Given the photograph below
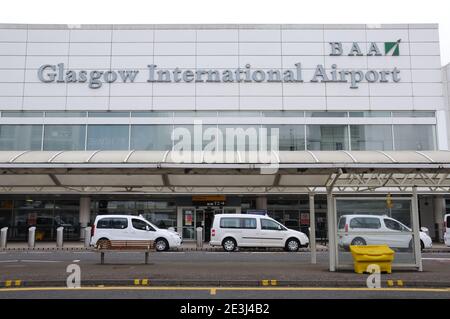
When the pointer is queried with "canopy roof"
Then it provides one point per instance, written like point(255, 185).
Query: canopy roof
point(223, 172)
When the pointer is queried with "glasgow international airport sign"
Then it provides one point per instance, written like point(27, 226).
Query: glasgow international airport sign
point(58, 73)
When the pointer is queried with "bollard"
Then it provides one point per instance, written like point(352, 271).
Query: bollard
point(87, 237)
point(59, 237)
point(199, 237)
point(31, 236)
point(3, 237)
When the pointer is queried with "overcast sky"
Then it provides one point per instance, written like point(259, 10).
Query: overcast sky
point(232, 11)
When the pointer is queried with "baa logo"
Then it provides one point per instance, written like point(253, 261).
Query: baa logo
point(392, 48)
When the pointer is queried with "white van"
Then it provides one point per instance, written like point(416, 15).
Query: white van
point(250, 230)
point(447, 229)
point(363, 230)
point(128, 227)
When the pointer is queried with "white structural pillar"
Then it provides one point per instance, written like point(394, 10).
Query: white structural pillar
point(416, 230)
point(331, 230)
point(439, 212)
point(85, 214)
point(312, 229)
point(261, 202)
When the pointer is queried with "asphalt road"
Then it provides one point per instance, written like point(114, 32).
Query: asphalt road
point(223, 293)
point(197, 268)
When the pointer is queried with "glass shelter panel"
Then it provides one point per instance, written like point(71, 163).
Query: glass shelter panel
point(369, 221)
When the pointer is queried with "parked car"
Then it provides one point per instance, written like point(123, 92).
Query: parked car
point(128, 227)
point(251, 230)
point(377, 230)
point(447, 229)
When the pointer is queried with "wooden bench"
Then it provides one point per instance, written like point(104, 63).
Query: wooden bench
point(144, 246)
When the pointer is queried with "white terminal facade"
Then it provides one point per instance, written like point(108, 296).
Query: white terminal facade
point(88, 88)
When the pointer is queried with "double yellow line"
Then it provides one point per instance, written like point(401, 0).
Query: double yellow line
point(213, 290)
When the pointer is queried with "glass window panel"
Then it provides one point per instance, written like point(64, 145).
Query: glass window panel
point(195, 114)
point(283, 113)
point(413, 114)
point(107, 137)
point(327, 137)
point(291, 137)
point(151, 114)
point(239, 113)
point(22, 114)
point(370, 114)
point(243, 137)
point(20, 137)
point(109, 114)
point(414, 137)
point(65, 114)
point(201, 141)
point(64, 137)
point(371, 137)
point(326, 114)
point(151, 137)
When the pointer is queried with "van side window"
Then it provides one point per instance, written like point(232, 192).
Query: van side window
point(112, 223)
point(392, 224)
point(342, 221)
point(269, 224)
point(235, 222)
point(365, 222)
point(139, 224)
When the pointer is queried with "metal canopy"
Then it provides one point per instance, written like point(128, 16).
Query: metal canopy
point(223, 172)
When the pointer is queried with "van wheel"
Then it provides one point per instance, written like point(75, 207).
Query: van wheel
point(229, 244)
point(358, 241)
point(161, 244)
point(292, 245)
point(411, 244)
point(103, 243)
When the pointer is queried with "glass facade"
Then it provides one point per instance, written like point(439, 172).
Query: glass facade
point(46, 215)
point(152, 130)
point(371, 137)
point(327, 137)
point(108, 137)
point(151, 137)
point(414, 137)
point(64, 137)
point(21, 137)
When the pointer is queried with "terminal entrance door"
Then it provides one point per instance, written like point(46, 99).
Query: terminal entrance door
point(201, 216)
point(204, 217)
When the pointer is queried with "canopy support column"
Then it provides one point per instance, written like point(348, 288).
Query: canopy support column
point(416, 230)
point(331, 230)
point(312, 229)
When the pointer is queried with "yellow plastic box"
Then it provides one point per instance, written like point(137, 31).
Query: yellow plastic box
point(364, 256)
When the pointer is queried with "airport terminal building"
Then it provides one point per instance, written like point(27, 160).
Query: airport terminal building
point(88, 115)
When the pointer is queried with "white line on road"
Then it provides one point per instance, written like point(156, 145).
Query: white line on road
point(435, 258)
point(39, 261)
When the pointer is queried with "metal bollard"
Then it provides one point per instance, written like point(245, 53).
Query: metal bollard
point(199, 237)
point(87, 237)
point(59, 237)
point(31, 236)
point(3, 237)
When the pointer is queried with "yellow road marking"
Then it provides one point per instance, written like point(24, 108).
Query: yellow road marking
point(155, 288)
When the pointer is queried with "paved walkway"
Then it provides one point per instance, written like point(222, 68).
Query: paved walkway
point(187, 246)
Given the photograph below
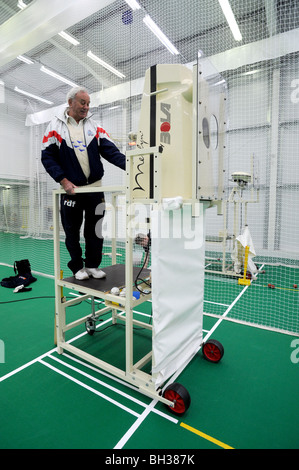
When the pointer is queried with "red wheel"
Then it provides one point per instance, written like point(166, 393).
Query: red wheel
point(213, 350)
point(179, 396)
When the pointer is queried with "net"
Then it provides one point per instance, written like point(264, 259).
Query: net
point(261, 75)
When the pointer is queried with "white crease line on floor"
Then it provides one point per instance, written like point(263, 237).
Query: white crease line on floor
point(110, 387)
point(96, 392)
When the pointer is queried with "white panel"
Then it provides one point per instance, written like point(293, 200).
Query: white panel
point(177, 288)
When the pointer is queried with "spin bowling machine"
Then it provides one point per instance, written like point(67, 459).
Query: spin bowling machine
point(171, 173)
point(182, 120)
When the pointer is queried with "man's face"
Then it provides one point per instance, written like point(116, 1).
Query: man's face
point(79, 106)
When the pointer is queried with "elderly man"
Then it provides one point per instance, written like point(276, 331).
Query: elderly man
point(72, 148)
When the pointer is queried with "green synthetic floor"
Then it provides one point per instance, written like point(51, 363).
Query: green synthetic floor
point(248, 400)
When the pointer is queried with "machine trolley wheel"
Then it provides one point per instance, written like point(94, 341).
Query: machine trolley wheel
point(213, 350)
point(180, 396)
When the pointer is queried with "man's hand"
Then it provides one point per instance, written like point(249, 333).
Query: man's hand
point(68, 186)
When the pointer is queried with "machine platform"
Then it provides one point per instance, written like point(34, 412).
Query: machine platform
point(115, 277)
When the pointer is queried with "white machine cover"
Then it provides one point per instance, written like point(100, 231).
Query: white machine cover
point(177, 289)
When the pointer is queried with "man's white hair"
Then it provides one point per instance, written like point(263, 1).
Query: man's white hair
point(72, 93)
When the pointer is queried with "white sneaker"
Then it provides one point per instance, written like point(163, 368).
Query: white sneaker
point(95, 272)
point(82, 275)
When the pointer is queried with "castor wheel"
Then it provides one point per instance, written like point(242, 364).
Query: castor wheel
point(179, 395)
point(212, 350)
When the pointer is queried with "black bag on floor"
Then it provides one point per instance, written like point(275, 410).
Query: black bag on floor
point(23, 275)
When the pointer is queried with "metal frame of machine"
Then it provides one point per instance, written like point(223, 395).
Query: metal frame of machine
point(174, 396)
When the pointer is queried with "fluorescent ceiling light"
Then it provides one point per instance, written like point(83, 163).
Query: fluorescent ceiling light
point(160, 35)
point(133, 4)
point(25, 59)
point(32, 96)
point(104, 64)
point(21, 4)
point(230, 18)
point(59, 77)
point(69, 38)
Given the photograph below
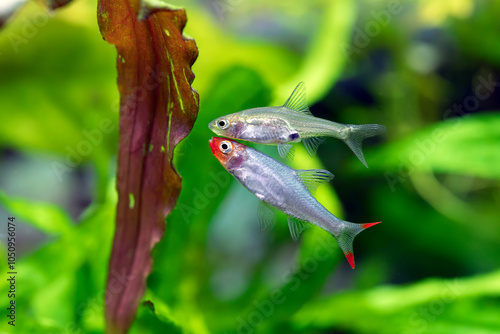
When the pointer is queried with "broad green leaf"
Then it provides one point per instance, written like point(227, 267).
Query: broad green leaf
point(431, 306)
point(46, 217)
point(465, 145)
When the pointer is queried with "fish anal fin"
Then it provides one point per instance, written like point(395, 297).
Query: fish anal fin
point(312, 144)
point(286, 151)
point(312, 178)
point(296, 227)
point(266, 216)
point(297, 101)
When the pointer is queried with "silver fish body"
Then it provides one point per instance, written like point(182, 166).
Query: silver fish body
point(281, 187)
point(292, 123)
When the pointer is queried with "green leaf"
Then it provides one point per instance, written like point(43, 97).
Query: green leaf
point(465, 145)
point(46, 217)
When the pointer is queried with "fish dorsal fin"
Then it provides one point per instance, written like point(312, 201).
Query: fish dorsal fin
point(286, 151)
point(267, 216)
point(296, 227)
point(297, 101)
point(312, 178)
point(312, 144)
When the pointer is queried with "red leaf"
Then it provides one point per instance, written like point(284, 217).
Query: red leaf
point(157, 110)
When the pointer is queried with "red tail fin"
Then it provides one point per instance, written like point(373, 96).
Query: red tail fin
point(346, 238)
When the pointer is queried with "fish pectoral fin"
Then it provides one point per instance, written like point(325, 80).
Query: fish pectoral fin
point(286, 151)
point(266, 216)
point(297, 101)
point(296, 227)
point(312, 178)
point(312, 144)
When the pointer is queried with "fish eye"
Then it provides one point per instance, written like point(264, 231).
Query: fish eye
point(225, 147)
point(223, 123)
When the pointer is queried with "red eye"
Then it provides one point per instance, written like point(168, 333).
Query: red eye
point(225, 147)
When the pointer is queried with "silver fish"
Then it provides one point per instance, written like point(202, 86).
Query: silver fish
point(279, 186)
point(292, 123)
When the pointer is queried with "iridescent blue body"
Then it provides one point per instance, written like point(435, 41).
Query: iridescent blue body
point(288, 190)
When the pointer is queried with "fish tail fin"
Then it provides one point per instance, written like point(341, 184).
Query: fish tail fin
point(356, 135)
point(346, 237)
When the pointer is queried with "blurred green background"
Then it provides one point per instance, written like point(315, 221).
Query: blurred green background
point(428, 70)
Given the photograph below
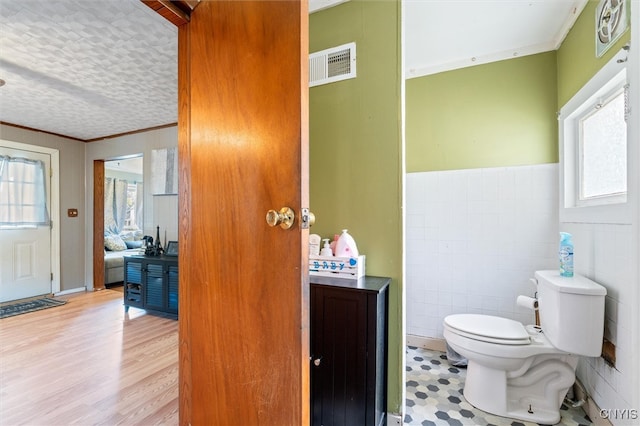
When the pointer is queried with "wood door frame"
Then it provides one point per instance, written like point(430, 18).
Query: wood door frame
point(54, 208)
point(98, 225)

■ Problem
Copy the records above word for word, from the very first line through the line that holds "point(392, 48)", including both of those lines. Leave the pictures out of your answer.

■ Response to the task
Given the photograph below
When the pointer is queried with "canopy roof"
Then it provides one point per instance, written like point(255, 185).
Query: canopy roof
point(223, 172)
When the pointer is queried with "glasgow international airport sign"
Then it provides one point per instance, written like point(27, 226).
Query: glasgow international airport sign
point(58, 73)
When the pointer is queried with "bollard"
Then it provides one point per instance, written like point(352, 271).
Query: bollard
point(87, 237)
point(59, 237)
point(199, 237)
point(31, 236)
point(3, 237)
When the pointer is queried with "overcast sky"
Then it provides one point per instance, written like point(259, 10).
Query: overcast sky
point(232, 11)
When the pointer is queried with "baa logo"
Then it provides one point per instance, written like point(253, 261).
Query: baa logo
point(392, 48)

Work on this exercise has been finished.